▶ [SUPPLIED RECORDS]:
=== Section Start ===
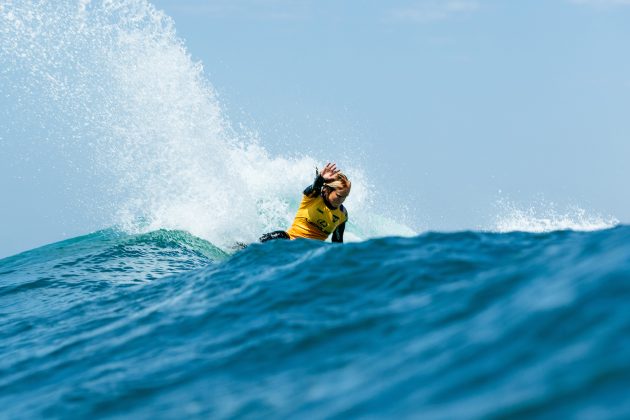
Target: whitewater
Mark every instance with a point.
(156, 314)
=== Section End ===
=== Section Start ===
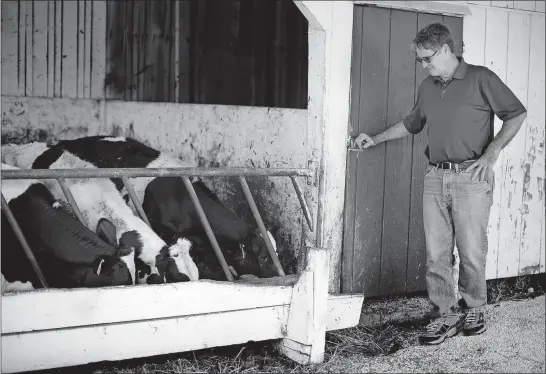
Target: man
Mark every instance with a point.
=== Section End ===
=== Section Start ===
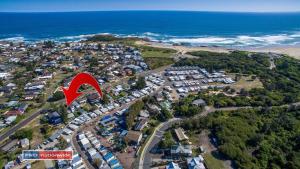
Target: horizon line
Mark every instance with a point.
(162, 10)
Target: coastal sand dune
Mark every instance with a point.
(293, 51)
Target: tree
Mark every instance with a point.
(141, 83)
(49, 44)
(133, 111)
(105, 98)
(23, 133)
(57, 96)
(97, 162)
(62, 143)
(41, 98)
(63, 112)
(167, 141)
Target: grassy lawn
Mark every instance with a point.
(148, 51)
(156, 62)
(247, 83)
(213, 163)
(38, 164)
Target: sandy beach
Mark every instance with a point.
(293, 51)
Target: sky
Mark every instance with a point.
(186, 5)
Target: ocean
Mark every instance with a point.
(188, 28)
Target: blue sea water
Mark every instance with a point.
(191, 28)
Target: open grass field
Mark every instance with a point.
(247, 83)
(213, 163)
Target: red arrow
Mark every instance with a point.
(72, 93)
=== Section End ===
▶ [PROMPT]:
Where a line above contains the word "Target", show that line.

▶ [YOUR SOLUTION]:
Target: whitewater
Target: man
Target: horizon line
Target: coastal sand dune
Target: tree
Target: grassy lawn
Target: sandy beach
Target: sky
Target: ocean
Target: blue sea water
Target: open grass field
Target: red arrow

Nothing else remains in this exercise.